TO DO: Every line of the data below is to be given again as it appears, with the images removed.

※ ※ ※

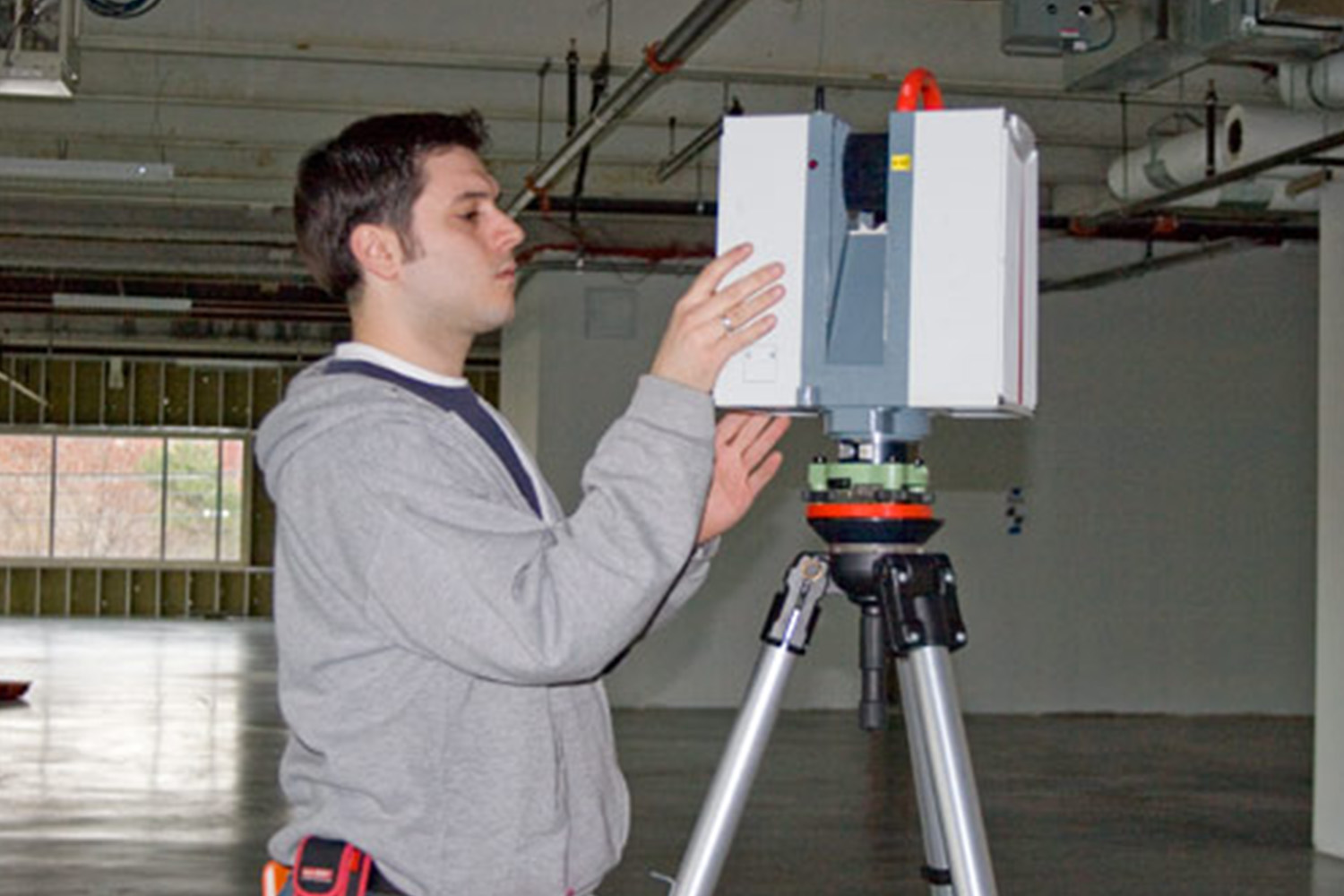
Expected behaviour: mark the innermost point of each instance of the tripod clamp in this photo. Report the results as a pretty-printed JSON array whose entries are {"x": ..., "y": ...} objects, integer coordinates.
[
  {"x": 797, "y": 606},
  {"x": 918, "y": 598}
]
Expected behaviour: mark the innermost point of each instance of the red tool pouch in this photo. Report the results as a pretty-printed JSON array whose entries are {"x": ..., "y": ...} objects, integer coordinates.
[{"x": 330, "y": 868}]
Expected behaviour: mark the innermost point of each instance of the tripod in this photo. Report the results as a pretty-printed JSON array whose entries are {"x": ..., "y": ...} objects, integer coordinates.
[{"x": 875, "y": 517}]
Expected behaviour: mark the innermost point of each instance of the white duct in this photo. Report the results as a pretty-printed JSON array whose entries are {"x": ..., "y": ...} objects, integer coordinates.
[
  {"x": 1161, "y": 166},
  {"x": 1311, "y": 86},
  {"x": 1245, "y": 136},
  {"x": 1252, "y": 134}
]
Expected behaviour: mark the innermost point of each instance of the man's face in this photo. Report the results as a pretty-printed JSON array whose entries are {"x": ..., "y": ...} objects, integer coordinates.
[{"x": 460, "y": 281}]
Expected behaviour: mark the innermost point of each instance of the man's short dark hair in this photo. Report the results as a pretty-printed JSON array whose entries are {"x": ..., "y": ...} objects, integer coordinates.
[{"x": 373, "y": 172}]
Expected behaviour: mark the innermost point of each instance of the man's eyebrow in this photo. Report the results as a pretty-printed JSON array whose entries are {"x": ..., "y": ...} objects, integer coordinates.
[{"x": 475, "y": 194}]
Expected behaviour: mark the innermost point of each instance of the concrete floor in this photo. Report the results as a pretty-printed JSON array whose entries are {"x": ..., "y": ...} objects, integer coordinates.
[{"x": 142, "y": 763}]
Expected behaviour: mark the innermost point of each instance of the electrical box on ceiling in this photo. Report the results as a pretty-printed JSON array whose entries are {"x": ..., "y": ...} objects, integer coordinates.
[
  {"x": 38, "y": 48},
  {"x": 910, "y": 263},
  {"x": 1148, "y": 42},
  {"x": 1050, "y": 27}
]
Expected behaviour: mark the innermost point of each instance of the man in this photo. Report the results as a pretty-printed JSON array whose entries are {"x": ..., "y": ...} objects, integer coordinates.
[{"x": 443, "y": 624}]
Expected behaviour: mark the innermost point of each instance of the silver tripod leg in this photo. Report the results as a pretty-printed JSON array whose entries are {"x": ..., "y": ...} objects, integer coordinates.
[
  {"x": 787, "y": 638},
  {"x": 935, "y": 720},
  {"x": 935, "y": 848}
]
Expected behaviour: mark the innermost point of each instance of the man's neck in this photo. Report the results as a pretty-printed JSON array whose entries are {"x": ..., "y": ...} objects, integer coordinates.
[{"x": 445, "y": 357}]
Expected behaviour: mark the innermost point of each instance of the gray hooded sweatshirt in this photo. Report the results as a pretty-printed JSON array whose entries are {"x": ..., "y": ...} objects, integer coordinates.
[{"x": 441, "y": 645}]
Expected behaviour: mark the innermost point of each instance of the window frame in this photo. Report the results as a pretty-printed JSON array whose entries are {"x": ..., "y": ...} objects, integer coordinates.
[{"x": 163, "y": 435}]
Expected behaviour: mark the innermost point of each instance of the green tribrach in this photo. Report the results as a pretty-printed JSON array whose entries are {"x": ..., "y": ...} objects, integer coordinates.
[{"x": 876, "y": 482}]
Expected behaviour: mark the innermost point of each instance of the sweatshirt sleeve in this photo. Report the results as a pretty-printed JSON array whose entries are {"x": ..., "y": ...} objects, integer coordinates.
[{"x": 459, "y": 573}]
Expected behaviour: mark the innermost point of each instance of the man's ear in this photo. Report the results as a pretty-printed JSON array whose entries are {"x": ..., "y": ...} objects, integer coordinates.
[{"x": 376, "y": 249}]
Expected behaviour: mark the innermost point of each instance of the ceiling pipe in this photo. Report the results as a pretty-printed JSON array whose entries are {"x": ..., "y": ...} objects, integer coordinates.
[
  {"x": 1233, "y": 175},
  {"x": 1148, "y": 265},
  {"x": 702, "y": 142},
  {"x": 660, "y": 59}
]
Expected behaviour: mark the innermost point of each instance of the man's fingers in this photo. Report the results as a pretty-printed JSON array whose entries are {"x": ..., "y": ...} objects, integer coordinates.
[
  {"x": 760, "y": 477},
  {"x": 728, "y": 427},
  {"x": 765, "y": 440},
  {"x": 747, "y": 433},
  {"x": 753, "y": 289},
  {"x": 709, "y": 280},
  {"x": 744, "y": 336}
]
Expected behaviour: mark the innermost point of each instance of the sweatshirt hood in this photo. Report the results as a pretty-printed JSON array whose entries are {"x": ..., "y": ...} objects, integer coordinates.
[{"x": 314, "y": 405}]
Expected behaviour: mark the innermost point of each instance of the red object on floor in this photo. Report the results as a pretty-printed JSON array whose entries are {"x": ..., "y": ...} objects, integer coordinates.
[{"x": 13, "y": 689}]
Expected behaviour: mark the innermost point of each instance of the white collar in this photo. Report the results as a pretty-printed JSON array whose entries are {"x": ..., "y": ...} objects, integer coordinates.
[{"x": 365, "y": 352}]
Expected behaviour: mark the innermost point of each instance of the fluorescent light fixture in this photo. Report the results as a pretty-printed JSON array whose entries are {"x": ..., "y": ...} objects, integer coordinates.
[
  {"x": 15, "y": 167},
  {"x": 90, "y": 301},
  {"x": 34, "y": 82}
]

※ ※ ※

ANSWER SPACE:
Expected behaviour: mark the innermost point of each instance of the tripod clamp in this photo. Report the results as a pretty-printed JSON array whose entries are {"x": ..., "y": ...} objects, integer coordinates.
[
  {"x": 797, "y": 606},
  {"x": 918, "y": 598}
]
Expected behaviour: mark the innermost point of each instance of the red tool pouch in this photo. Report the results as a pretty-printed JSON array whose entries are {"x": ..., "y": ...} objects, integer coordinates.
[{"x": 330, "y": 868}]
Expected behaviour: mark the innermost point of each instance of the tripod in this photo. Report the results as a pretty-printed JSON array whose entries are {"x": ..., "y": ...} objects, integer coordinates.
[{"x": 875, "y": 517}]
Expected behaviour: mark the innermost point of each instance of the white duct in this photo. Report the results as a pretty-printed JSON array whose entries are {"x": ..., "y": ...} objects, integer coordinates.
[
  {"x": 1161, "y": 166},
  {"x": 1311, "y": 86},
  {"x": 1245, "y": 136},
  {"x": 1252, "y": 134}
]
Expected behaviour: mark the innermost point of each instance of the man's face in this photo. Report the results as a pretty-printed JSON array whose entries are {"x": ..., "y": ...} objects, integer coordinates.
[{"x": 460, "y": 281}]
Expected behaviour: mark the innermost point of each instance of the man's short dark hair in this photo. Report the results as a pretty-printed JSON array whose entries are {"x": ..., "y": ...} objects, integer coordinates.
[{"x": 373, "y": 172}]
Expected behaviour: mark the innermost point of each instance of the man's eyebrow in this photo. Report the results as a pretty-printed JSON array whose entries are {"x": ..., "y": ...} objects, integer coordinates.
[{"x": 475, "y": 194}]
Expected behaviour: mark the innermost point of each instance of the concrete floor in this photo. Report the results as a pretty-printed JSON array whose entries are {"x": ..., "y": ...} objects, integer coordinates.
[{"x": 142, "y": 763}]
Expected behaviour: mark the innermost point of each instance of the electrical box on ceiling in this photo. Report the results as a pretty-printed JSON array whose entries are {"x": ..., "y": ...} objects, integer coordinates.
[
  {"x": 38, "y": 48},
  {"x": 910, "y": 263},
  {"x": 1148, "y": 42},
  {"x": 1050, "y": 27}
]
Expected behaviour: mark the innermost point of each instance of the man in this photo. Report the results as a pretty-printed JSON array whose entries are {"x": ..., "y": ...} objects, integer coordinates.
[{"x": 443, "y": 624}]
Expected behaviour: mark the innermost point of each instance of the silver tripod leg in this photo. Report the results as a pretty-printed JSON array whose entries are {"x": ..., "y": ...} objects, integer coordinates.
[
  {"x": 787, "y": 638},
  {"x": 935, "y": 720},
  {"x": 935, "y": 848}
]
Expected behaviour: mark the innermost point of each instance of the man's neck in this photo. Report the results as a pretty-printed JSON array whose entries are {"x": ..., "y": ...} objects, integer coordinates.
[{"x": 445, "y": 357}]
Expected behaviour: mark the innermost point of each instance of the gray hooded sweatshirt in this photo. Report the results as a pretty-printed JSON array whose entries are {"x": ..., "y": ...} objects, integer coordinates.
[{"x": 441, "y": 645}]
Expected behaviour: mark the innermost point of each instance of the window frame in this photo. Report the results as a pretty-printed JSON array whose entries are {"x": ..., "y": ...} objects, integer coordinates.
[{"x": 163, "y": 435}]
Expected behaviour: mark the innermost point of each instance of the green tribrach in this photo. Report the results as a pretty-printed JSON array whose entries are {"x": ..., "y": ...} objects, integer coordinates.
[{"x": 876, "y": 482}]
Expected behaviour: mark the innermost point of each instance of the sweatshirt sleeve in this photo. Report the results as a pretty-printed JSON array whose entries are {"x": ..., "y": ...} objects, integer coordinates.
[{"x": 459, "y": 573}]
Expected behaviour: mark the innermost point of each instance of the man's ear in this photo. Report the results as a pretty-printed JSON array whose entries are {"x": ..., "y": ...} objects, integer coordinates.
[{"x": 376, "y": 249}]
Expected behaviour: mark the innermost point of each instance of the ceiling pipe in this photo. Report the results as a pretty-printed JSON array whose entries are {"x": ..., "y": ...} objects, integer coordinates.
[
  {"x": 1233, "y": 175},
  {"x": 1148, "y": 265},
  {"x": 702, "y": 142},
  {"x": 660, "y": 59}
]
Expected behaviour: mark the innermost point of each instance of the man's fingers in this photo. Report the results as a pretty-printed JSON array whose entries are {"x": ..., "y": ...} objects, integer coordinates.
[
  {"x": 760, "y": 477},
  {"x": 728, "y": 427},
  {"x": 765, "y": 440},
  {"x": 747, "y": 433},
  {"x": 753, "y": 289},
  {"x": 709, "y": 280},
  {"x": 744, "y": 336}
]
Expected behaviour: mark the innermost point of each instance of the sweatshirt hood in this photo. Report the results as a pretty-printed JSON array whose entries are {"x": ..., "y": ...} objects, integer coordinates.
[{"x": 314, "y": 405}]
Expected behaviour: mark the innermost point of each instance of the red object on floor in this photo. Report the results as a pretty-printed JSON array whose entries are {"x": ..., "y": ...} objects, integer coordinates.
[{"x": 13, "y": 689}]
Expected behaviour: mark the innermost point of each instance of the white collar in this photo. Report the results as a pretty-printed JSON array whose entries are {"x": ..., "y": ...} objects, integer coordinates.
[{"x": 365, "y": 352}]
Expected behaviour: mark the innermost point of each instance of the fluorescent light fixture in this photo. Report the results as a pretty-printed JSON array whose entries are {"x": ..., "y": ...} objects, integer coordinates.
[
  {"x": 15, "y": 167},
  {"x": 90, "y": 301},
  {"x": 34, "y": 82}
]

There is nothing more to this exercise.